#### Tekstfragment
----
Met de website worden twee doelen gediend. Professionals krijgen een overzicht van het zogeheten zorglandschap. Daarnaast verwacht ik dat van deze website een ordende werking uit zal gaan; transparant wordt wie wat doet voor mensenhandelslachtoffers. Dit geldt niet alleen voor overheidsinstanties, maar ook voor organisaties uit het maatschappelijk middenveld.

Op de website «Wegwijzer slachtoffer mensenhandel centraal» zal – mede in het verlengde van de eerste aanbeveling van de Nationaal Rapporteur in haar rapportage «Mensenhandel in en uit beeld 2» en aanbeveling 4 van GRETA – duidelijk worden opgenomen dat betrokken instanties alle mogelijke slachtoffers dienen te melden aan Comensha. Het signaleren, melden en registreren krijgt daarmee een duidelijke plaats in het nationaal verwijsmechanisme en zal in die zin naar verwachting voor het brede scala aan stakeholders duidelijk maken dat bij Comensha gemeld dient te worden. Oorzaak van niet melden lijkt vooral onbekendheid met Comensha te zijn en men lijkt niet altijd doordrongen te zijn van de meerwaarde van melden en registreren. Gemonitord zal worden of inderdaad meer signalen en meldingen bij Comensha terecht komen.

Structureel overleg vindt plaats vanuit VenJ met de Nationaal Rapporteur en Comensha over nadere aspecten ten aanzien van het melden en registreren, waarbij tevens nadrukkelijk oog is voor privacyaspecten.
----
#### Beschikbare gegevens
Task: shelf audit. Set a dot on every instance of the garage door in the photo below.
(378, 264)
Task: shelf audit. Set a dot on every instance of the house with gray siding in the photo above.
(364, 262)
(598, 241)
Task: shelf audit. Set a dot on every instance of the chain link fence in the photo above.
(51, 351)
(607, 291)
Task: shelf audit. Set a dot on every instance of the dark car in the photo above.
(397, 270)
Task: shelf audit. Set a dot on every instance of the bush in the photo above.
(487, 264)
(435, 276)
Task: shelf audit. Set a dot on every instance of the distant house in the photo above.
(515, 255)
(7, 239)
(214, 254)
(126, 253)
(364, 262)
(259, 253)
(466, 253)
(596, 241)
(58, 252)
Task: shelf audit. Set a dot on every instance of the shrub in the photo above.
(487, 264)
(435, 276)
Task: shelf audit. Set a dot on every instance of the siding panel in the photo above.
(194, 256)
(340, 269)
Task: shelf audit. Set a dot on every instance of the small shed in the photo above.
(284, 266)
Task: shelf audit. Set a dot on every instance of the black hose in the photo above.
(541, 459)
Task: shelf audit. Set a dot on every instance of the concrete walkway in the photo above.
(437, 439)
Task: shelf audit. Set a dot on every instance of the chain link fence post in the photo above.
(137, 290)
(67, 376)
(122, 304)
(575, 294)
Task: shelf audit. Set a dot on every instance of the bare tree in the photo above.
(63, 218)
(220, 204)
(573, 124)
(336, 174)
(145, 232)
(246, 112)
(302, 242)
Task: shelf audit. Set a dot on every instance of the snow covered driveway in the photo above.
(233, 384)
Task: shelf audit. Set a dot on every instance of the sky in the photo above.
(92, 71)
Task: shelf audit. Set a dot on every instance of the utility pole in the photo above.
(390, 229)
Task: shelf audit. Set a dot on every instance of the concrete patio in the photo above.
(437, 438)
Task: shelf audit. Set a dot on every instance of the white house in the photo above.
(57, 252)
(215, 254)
----
#### Jouw opdracht
Aan welke organisatie moeten betrokken instanties volgens het tekstfragment alle mogelijke slachtoffers melden? Antwoord alstublieft in één zin. De gegevens zijn los materiaal en staan apart van het tekstfragment.

#### Antwoord
Betrokken instanties moeten alle mogelijke slachtoffers melden aan Comensha.